(Records drawn from a dataset)
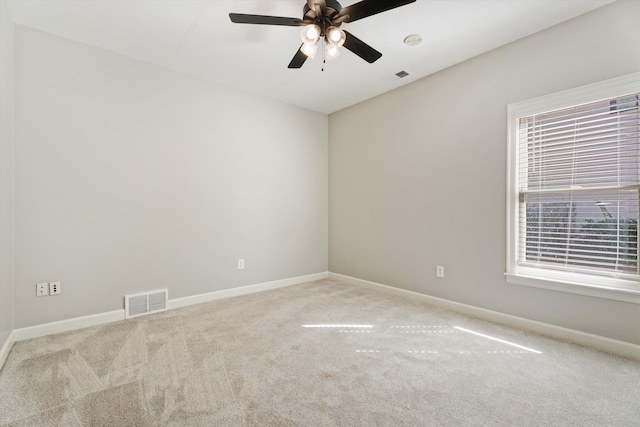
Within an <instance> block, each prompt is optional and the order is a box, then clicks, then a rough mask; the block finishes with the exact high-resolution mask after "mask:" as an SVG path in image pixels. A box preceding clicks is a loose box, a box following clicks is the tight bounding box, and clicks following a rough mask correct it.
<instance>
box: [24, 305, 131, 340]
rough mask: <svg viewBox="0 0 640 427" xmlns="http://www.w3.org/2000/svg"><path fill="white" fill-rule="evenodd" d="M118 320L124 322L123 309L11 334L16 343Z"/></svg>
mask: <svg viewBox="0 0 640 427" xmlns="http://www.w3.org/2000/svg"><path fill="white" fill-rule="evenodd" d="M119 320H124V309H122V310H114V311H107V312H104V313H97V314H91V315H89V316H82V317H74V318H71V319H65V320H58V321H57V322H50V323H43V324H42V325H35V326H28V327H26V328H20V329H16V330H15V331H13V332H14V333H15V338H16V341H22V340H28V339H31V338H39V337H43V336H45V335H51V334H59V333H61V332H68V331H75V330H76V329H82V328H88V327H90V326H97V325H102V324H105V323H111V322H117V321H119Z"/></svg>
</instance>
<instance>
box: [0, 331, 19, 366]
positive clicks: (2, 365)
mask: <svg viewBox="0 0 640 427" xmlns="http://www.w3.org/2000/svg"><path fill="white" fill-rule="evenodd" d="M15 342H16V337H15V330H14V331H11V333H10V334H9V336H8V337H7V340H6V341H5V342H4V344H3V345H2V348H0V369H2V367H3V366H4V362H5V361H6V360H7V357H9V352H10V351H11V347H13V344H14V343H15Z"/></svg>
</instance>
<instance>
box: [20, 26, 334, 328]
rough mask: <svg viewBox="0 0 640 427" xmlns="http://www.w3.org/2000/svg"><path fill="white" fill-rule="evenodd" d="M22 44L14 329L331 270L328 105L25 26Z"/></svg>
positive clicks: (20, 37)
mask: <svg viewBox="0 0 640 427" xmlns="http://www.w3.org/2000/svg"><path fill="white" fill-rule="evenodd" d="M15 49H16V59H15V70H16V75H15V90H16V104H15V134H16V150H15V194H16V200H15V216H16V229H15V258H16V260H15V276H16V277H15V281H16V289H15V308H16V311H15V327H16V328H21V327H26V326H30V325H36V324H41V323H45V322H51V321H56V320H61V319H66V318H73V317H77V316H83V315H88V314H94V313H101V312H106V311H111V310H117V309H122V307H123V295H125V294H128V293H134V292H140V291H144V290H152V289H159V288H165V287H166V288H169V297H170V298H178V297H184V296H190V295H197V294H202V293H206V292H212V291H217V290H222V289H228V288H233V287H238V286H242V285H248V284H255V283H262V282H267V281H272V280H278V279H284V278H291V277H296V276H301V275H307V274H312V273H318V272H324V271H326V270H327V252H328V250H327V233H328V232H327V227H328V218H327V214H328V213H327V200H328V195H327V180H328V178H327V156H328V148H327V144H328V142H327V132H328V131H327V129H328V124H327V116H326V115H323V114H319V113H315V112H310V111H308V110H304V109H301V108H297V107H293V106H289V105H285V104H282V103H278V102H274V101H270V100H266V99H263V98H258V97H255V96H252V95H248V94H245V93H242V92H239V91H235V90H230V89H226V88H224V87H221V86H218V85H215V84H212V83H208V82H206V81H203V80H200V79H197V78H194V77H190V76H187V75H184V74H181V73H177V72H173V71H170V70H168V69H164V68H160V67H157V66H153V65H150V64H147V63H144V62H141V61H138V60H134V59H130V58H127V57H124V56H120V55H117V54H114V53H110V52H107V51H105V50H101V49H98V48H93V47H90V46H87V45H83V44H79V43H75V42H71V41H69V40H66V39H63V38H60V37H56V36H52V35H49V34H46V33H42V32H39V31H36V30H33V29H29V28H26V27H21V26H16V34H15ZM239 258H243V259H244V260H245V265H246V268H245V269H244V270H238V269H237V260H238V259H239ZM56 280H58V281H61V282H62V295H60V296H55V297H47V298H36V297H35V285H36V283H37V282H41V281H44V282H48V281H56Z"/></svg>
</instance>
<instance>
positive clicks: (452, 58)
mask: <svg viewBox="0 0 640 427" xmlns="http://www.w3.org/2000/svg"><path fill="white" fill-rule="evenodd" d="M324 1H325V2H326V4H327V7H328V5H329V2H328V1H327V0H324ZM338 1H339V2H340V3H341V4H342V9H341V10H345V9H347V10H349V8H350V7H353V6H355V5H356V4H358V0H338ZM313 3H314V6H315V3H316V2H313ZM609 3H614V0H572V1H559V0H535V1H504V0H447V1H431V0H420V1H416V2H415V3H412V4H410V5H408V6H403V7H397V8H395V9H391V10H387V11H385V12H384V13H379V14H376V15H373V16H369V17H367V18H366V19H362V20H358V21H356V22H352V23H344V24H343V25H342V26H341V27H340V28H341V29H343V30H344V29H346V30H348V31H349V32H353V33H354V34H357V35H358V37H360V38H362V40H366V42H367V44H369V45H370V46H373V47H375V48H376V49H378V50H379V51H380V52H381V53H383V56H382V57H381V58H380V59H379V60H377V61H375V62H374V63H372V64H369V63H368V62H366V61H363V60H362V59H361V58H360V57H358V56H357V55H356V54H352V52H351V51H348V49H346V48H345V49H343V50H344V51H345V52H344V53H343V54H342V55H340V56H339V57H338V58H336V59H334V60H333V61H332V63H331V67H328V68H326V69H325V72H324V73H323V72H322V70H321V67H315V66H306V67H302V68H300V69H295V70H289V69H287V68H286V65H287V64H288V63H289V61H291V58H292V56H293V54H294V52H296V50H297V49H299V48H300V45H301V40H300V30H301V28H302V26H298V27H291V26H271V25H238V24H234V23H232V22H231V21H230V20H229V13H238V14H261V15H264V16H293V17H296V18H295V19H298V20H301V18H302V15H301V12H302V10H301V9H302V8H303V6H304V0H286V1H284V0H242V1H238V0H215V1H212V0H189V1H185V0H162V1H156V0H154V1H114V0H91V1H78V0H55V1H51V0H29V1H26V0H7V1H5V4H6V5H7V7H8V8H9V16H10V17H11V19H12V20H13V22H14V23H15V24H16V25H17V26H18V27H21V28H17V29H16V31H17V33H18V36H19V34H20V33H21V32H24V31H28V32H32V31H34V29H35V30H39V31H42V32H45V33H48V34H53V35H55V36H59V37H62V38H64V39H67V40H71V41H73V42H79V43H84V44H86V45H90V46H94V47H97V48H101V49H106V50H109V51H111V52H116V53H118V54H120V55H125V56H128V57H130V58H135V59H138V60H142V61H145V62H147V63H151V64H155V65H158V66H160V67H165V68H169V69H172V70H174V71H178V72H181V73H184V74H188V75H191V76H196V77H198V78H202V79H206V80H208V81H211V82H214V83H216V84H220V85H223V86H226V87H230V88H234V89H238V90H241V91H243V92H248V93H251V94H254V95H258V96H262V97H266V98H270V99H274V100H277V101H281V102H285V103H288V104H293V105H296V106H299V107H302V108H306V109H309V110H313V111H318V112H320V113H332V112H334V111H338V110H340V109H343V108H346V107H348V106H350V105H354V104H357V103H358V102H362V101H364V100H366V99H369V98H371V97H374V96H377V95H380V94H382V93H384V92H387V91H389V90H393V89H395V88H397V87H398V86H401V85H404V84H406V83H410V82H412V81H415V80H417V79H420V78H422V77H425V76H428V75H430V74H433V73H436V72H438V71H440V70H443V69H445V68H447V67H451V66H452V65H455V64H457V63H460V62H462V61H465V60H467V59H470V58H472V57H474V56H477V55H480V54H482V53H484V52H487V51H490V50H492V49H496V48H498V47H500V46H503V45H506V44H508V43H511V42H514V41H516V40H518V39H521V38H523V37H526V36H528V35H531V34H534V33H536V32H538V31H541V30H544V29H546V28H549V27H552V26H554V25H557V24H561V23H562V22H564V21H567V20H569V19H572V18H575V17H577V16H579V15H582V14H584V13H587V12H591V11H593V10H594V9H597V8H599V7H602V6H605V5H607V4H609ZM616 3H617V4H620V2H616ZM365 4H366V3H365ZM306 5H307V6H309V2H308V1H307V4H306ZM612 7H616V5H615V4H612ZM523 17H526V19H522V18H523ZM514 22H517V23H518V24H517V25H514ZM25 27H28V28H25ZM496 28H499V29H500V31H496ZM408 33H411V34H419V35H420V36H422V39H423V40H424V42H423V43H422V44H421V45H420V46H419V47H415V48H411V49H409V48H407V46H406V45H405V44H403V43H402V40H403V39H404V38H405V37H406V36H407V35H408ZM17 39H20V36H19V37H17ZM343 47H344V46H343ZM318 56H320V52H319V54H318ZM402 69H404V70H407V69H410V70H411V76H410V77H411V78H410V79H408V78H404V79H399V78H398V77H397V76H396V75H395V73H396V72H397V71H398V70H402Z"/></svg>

---

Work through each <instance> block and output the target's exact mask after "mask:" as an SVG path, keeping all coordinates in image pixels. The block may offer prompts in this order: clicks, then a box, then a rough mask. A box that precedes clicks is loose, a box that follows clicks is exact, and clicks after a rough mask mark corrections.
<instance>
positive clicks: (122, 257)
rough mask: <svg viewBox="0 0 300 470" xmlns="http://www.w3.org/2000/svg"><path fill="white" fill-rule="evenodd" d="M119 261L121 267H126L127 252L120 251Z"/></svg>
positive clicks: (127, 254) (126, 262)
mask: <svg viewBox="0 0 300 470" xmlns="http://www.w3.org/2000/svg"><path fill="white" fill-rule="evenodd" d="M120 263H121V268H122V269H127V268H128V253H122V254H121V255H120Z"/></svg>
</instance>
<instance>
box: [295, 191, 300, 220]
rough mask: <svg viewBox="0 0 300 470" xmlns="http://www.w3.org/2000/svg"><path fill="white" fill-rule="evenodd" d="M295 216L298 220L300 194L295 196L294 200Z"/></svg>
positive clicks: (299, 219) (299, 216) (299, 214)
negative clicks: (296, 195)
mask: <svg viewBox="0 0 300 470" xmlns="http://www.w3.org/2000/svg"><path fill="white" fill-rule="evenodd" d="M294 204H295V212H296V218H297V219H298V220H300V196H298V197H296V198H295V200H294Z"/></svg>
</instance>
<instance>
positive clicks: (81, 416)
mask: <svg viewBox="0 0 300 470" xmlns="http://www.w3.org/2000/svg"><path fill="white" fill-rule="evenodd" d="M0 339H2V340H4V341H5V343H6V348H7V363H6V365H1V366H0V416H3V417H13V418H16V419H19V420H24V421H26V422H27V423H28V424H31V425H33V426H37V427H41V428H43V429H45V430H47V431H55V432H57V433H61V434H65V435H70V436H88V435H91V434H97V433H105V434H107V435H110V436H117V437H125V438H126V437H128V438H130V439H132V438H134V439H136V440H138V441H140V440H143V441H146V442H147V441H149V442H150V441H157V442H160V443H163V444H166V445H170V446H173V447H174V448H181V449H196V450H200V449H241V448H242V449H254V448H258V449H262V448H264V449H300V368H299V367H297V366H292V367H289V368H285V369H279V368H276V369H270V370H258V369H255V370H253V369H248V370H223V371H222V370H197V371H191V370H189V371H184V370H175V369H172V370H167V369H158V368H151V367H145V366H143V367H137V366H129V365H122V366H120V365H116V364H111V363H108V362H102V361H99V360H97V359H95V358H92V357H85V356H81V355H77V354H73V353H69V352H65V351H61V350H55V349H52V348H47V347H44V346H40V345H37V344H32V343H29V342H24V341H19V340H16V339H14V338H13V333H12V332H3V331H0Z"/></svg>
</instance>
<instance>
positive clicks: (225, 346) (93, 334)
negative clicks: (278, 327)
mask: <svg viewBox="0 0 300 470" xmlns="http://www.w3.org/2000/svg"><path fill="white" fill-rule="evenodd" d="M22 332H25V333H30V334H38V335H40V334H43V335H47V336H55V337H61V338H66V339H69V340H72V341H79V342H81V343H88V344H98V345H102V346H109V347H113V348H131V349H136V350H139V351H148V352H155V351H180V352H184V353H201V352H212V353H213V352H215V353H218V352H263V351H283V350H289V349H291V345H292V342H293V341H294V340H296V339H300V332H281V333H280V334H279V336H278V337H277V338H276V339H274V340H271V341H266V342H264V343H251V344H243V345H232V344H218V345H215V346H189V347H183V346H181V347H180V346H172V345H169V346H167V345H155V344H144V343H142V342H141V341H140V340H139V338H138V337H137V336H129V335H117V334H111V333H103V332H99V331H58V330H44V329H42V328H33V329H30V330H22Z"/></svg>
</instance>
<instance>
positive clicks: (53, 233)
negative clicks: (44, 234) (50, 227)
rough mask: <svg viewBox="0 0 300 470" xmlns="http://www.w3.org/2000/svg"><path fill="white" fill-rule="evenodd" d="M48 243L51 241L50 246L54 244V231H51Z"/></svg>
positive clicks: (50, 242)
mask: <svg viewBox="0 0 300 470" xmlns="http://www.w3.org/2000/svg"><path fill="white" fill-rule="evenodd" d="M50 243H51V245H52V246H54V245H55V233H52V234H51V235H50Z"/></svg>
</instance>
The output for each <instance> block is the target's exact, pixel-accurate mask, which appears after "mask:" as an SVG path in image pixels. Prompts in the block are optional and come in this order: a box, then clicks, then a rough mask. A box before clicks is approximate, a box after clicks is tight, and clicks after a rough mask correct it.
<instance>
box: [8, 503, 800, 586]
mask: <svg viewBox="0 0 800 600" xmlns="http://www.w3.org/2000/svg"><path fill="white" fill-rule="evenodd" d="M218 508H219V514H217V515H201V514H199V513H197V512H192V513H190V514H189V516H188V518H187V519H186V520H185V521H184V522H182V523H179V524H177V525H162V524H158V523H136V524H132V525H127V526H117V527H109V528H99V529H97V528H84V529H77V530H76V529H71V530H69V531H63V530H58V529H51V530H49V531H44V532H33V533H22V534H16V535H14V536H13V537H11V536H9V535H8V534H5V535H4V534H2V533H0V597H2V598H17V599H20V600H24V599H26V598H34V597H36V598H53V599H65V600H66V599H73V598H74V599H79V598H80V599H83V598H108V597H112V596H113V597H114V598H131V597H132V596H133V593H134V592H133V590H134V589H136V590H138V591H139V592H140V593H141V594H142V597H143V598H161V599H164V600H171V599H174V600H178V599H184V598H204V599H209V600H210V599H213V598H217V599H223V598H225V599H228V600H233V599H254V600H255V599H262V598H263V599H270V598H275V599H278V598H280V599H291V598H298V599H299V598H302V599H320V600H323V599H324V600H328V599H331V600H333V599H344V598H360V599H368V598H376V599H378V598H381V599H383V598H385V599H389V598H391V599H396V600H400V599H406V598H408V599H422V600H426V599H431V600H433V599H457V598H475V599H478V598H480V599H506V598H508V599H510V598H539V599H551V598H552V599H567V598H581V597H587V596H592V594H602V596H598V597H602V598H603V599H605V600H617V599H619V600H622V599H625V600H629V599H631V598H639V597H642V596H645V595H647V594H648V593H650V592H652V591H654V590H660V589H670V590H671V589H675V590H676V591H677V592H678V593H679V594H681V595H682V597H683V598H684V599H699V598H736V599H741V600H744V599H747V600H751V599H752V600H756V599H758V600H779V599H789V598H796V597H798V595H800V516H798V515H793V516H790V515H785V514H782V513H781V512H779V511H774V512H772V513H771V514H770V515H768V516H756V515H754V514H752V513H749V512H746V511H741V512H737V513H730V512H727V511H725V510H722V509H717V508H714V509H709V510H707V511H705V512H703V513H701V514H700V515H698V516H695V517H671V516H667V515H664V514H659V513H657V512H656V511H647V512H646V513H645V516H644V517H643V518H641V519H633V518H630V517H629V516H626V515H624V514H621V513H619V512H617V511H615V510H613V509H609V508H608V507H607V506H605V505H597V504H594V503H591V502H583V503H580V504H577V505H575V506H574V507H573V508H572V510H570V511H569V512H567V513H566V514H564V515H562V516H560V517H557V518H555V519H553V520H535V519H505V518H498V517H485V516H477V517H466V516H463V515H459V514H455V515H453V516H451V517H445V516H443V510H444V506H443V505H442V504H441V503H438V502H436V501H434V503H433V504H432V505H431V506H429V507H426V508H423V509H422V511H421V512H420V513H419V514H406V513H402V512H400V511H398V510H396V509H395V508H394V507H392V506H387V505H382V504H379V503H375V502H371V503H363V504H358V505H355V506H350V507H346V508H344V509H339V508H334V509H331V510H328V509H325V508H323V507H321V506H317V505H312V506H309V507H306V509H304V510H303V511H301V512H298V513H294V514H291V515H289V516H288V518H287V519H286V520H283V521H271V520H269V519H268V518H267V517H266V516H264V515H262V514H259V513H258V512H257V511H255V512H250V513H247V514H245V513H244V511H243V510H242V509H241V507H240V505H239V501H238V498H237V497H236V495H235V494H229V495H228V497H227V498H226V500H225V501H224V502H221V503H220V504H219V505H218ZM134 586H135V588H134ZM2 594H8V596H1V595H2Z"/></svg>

> [About this task]: What is needed is an exact copy of the lines above, from the one containing "Within an <instance>" through the one containing "box: [0, 331, 19, 366]", with nothing added.

> [Written response]:
Within an <instance> block, each prompt is optional and the order is a box, then clicks, then a rough mask; the block finishes with the exact high-resolution mask after "mask:" as an SVG path in image pixels. A box preceding clicks is a loose box, a box following clicks is the tight bounding box, and clicks following a rough mask correct it.
<instance>
box: [24, 305, 131, 340]
rough mask: <svg viewBox="0 0 640 427" xmlns="http://www.w3.org/2000/svg"><path fill="white" fill-rule="evenodd" d="M118 320L124 322L123 309L11 334L16 343Z"/></svg>
mask: <svg viewBox="0 0 640 427" xmlns="http://www.w3.org/2000/svg"><path fill="white" fill-rule="evenodd" d="M119 320H124V309H122V310H114V311H107V312H104V313H97V314H91V315H89V316H82V317H74V318H71V319H65V320H58V321H57V322H50V323H43V324H42V325H35V326H28V327H26V328H20V329H16V330H15V331H13V332H14V333H15V338H16V341H22V340H28V339H31V338H39V337H43V336H45V335H51V334H59V333H61V332H68V331H75V330H76V329H82V328H88V327H90V326H97V325H102V324H105V323H111V322H117V321H119Z"/></svg>
</instance>
<instance>
box: [0, 331, 19, 366]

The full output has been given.